Task description — When you reach the line that contains "Reviewer note: every instance of the rocky" in the data below, start reproducing lines exactly, and stop after the line that contains "Reviewer note: every instance of the blue".

Listed entries —
BEGIN
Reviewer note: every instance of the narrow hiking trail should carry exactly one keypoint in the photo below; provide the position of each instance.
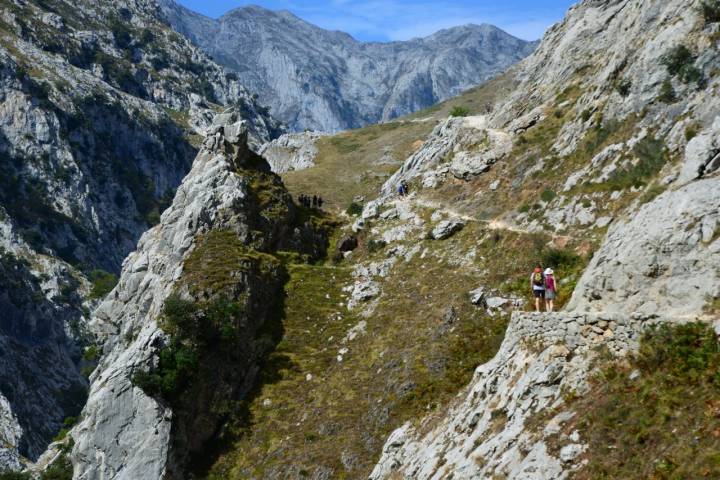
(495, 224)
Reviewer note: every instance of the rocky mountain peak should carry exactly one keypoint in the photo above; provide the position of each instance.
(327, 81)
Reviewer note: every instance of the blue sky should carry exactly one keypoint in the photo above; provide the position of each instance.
END
BEGIN
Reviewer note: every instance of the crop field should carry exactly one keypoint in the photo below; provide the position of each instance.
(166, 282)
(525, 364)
END
BEGIN
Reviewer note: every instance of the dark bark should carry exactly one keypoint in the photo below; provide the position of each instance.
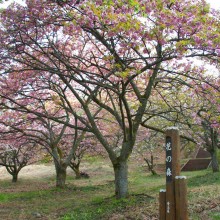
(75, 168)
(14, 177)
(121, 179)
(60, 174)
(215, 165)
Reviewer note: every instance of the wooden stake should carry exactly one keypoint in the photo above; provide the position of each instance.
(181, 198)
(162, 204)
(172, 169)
END
Result for this exercise —
Reviewer note: every instance of the rocky mountain peak should carry exactly one keypoint in the photo above; provide the position of each instance.
(327, 81)
Reviewer note: every instance of the blue sky should carry exactly one keypoint in the photo above; provide the position of each instance.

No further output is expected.